» Aufgabe a: Warum wurde die Niederlassungsfreiheit laut dem Text über die Wohnungsnot in der Schweiz 1941 eingeschränkt? Erkläre es in ein bis drei Sätzen.

━━━━━ Vorliegender Text

Als die Schweiz aus Wohnungsnot auf ein Grundrecht verzichtete

Die Niederlassungsfreiheit ist ein Grundrecht. In den 1940er-Jahren wurde sie im Kampf gegen die Wohnungsnot vorübergehend eingeschränkt.

Mathilde Fischer mit Tochter Madeleine: Wehrten sich 1947 erfolgreich gegen die Verweigerung der Niederlassungsbewilligung.

(Bild: Georg Fischer)

Die Niederlassungsfreiheit ist ein Grundrecht. In den 1940er-Jahren wurde sie im Kampf gegen die Wohnungsnot vorübergehend eingeschränkt.

Bis Ende Mai 1946 lebte Mathilde Fischer in Fulenbach. Nach der Scheidung von ihrem Mann zog sie auf den 1. August mit ihrer 6-jährigen Tochter Madeleine zu ihrer Mutter nach Egerkingen. In deren Wohnung kamen sie im Zimmer eines 17 Jahre alten Neffen der Mutter unter, der zu jenem Zeitpunkt im Welschland war. Auf Dauer konnte dies aber keine Lösung sein. Die Rückkehr des Neffen war nur eine Frage der Zeit und die Platzverhältnisse waren auch so schon prekär.

Als auf den 1. November 1946 im ersten Stock eine Zwei-Zimmer-Wohnung mit Küche frei wurde – der vierköpfigen Familie, die darin gewohnt hatte, war sie zu klein geworden –, zog Mathilde Fischer mit ihrer Tochter darin ein. Allerdings hatte sie noch keine Niederlassungsbewilligung, und diese wurde ihr vom Gemeinderat in der Folge verweigert.

Not vor Grundrecht

Die Freigabe der Niederlassung für Schweizer auf eidgenössischem Gebiet durch die Bundesverfassung von 1848 und in noch erweitertem Umfang durch die Verfassung von 1874 gehört zu den grossen Errungenschaften der modernen Schweiz. Um die Niederlassungsfreiheit einzuschränken, bedurfte es eines notrechtlichen Bundesratsbeschlusses. Ein solcher erfolgte am 15. Oktober 1941 – auf Drängen des Kantons Solothurn und der Behörden zahlreicher Städte, die darin ein Mittel gegen die Wohnungsnot sahen. Zum Hintergrund dieser Massnahme schrieb der Bundesrat in einem Bericht zuhanden der Bundesversammlung:

«Wie während des letzten Krieges (gemeint ist der Erste Weltkrieg, die Red.) und der Nachkriegszeit einerseits die Bautätigkeit zurückging, andererseits aber in einzelnen Städten und besonders in Industrieorten ein vermehrter Zustrom von Wohnungssuchenden einsetzte, so haben auch diesmal die Kriegsverhältnisse in verschiedenen Gemeinden zu einer Wohnungsknappheit oder sogar zu einem Wohnungsmangel geführt.»

━━━━━━━━━━
━━━━━ Vorliegende Einträge

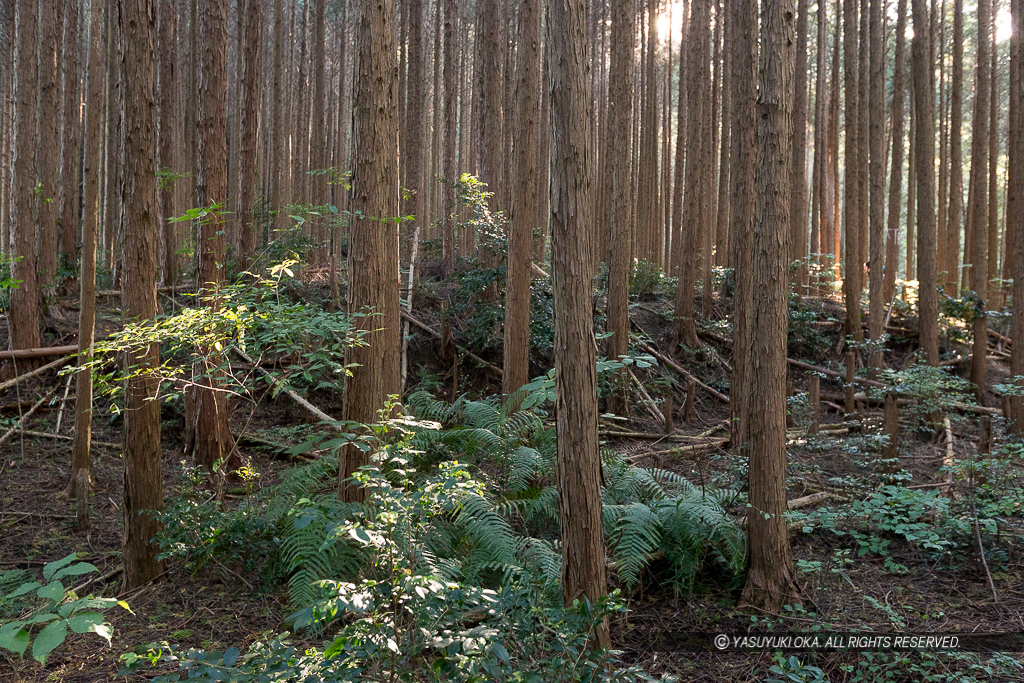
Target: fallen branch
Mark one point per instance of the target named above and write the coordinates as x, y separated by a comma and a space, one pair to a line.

━━━━━━━━━━
━━━━━ Vorliegende Einträge

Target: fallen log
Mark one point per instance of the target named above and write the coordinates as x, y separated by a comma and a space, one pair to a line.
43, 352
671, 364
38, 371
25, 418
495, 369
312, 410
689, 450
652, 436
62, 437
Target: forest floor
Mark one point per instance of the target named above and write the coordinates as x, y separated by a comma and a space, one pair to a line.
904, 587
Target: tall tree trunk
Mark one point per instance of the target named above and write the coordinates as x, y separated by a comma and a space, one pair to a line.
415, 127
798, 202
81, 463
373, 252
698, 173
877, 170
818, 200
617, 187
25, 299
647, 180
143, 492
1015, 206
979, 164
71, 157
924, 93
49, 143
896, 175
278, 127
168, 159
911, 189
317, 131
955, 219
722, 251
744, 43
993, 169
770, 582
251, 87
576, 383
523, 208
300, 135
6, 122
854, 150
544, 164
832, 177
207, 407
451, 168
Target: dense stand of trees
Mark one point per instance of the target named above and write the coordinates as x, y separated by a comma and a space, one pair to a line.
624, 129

━━━━━━━━━━
━━━━━ Vorliegende Einträge

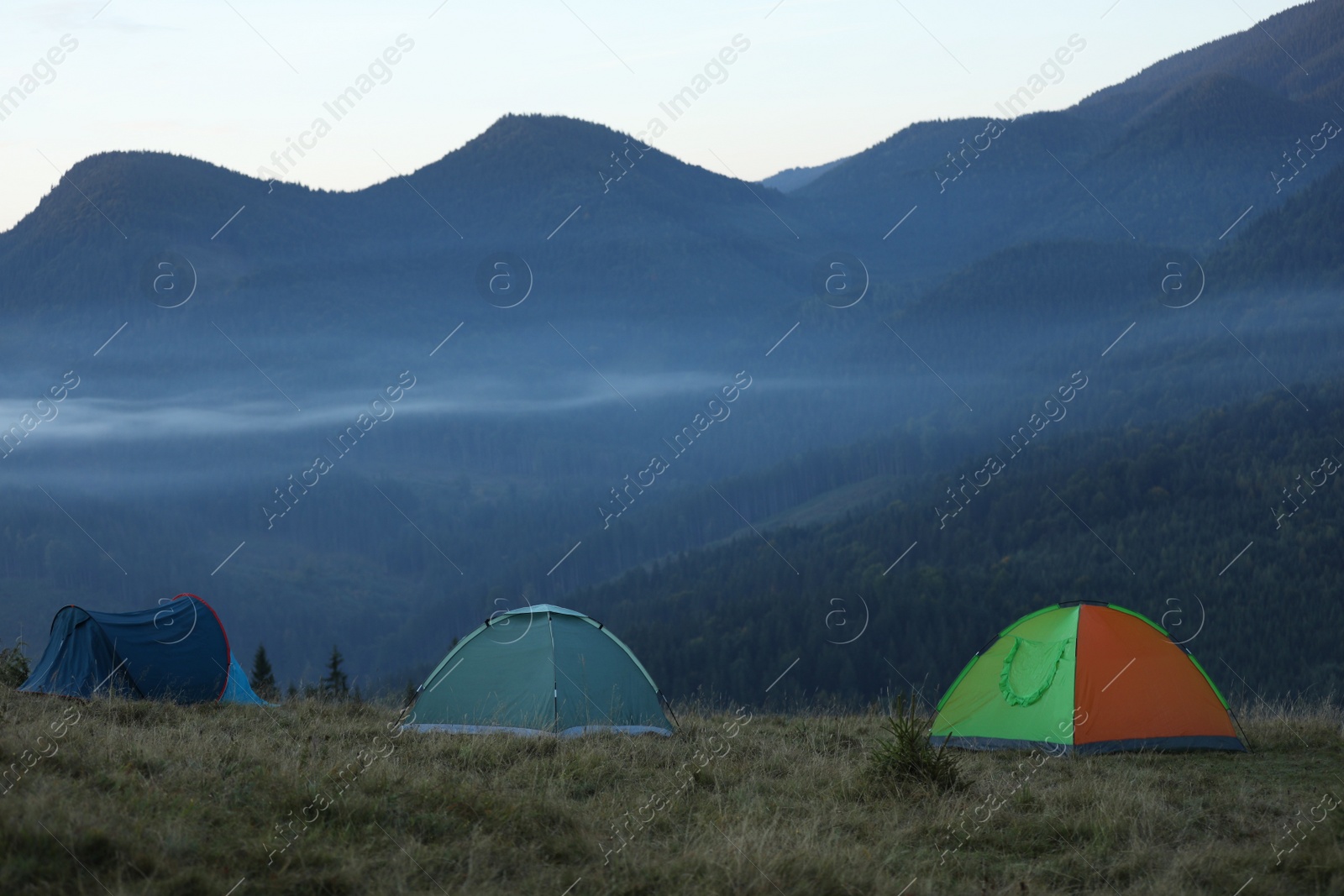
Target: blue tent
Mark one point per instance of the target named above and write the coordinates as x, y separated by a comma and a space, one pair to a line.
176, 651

━━━━━━━━━━

» Aufgabe b: Suche in den Einträgen oben jede Zeile heraus, in der das Wort „fallen“ vorkommt, und schreib sie ab.

» Antwort a: Der Kanton Solothurn und die Behörden zahlreicher Städte drängten auf einen notrechtlichen Bundesratsbeschluss, weil sie darin ein Mittel gegen die Wohnungsnot sahen. Laut Bundesrat ging wie im Ersten Weltkrieg die Bautätigkeit zurück, während in einzelnen Städten und besonders in Industrieorten mehr Wohnungssuchende zuzogen. So führten die Kriegsverhältnisse in verschiedenen Gemeinden zu Wohnungsknappheit oder sogar zu Wohnungsmangel.

» Antwort b:
Target: fallen branch
Target: fallen log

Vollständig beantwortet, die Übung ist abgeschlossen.